> [Supplied records]:
------

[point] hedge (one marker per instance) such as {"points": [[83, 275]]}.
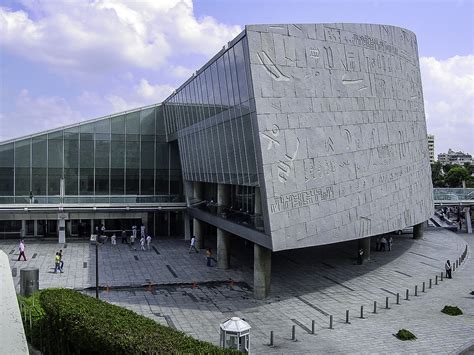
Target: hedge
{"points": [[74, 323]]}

------

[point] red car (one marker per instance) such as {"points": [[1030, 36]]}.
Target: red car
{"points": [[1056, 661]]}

------

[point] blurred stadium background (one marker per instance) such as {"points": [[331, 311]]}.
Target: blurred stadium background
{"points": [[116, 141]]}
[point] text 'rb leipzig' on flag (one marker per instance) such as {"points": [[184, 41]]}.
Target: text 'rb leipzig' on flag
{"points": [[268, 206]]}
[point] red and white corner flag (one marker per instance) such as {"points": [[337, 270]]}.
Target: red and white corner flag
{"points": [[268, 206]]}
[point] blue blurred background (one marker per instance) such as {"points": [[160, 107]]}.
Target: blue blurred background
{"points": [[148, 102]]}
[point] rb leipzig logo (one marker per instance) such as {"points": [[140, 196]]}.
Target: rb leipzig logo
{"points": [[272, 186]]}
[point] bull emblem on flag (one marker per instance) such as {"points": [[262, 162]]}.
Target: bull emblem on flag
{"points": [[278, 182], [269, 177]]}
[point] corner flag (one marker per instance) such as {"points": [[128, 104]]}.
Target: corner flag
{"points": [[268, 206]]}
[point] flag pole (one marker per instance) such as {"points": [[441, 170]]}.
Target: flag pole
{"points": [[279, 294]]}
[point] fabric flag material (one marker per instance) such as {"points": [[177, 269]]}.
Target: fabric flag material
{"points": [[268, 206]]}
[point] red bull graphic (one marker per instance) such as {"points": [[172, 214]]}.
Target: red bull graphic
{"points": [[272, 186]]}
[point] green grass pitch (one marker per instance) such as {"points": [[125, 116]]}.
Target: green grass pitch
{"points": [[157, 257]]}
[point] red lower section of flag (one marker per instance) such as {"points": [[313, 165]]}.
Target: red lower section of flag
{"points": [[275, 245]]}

------

> [What the task asks]: Collect each line of the entries above that contains the string "hedge".

> [Exercise output]:
[point] hedge (one marker per instance) such as {"points": [[83, 275]]}.
Target: hedge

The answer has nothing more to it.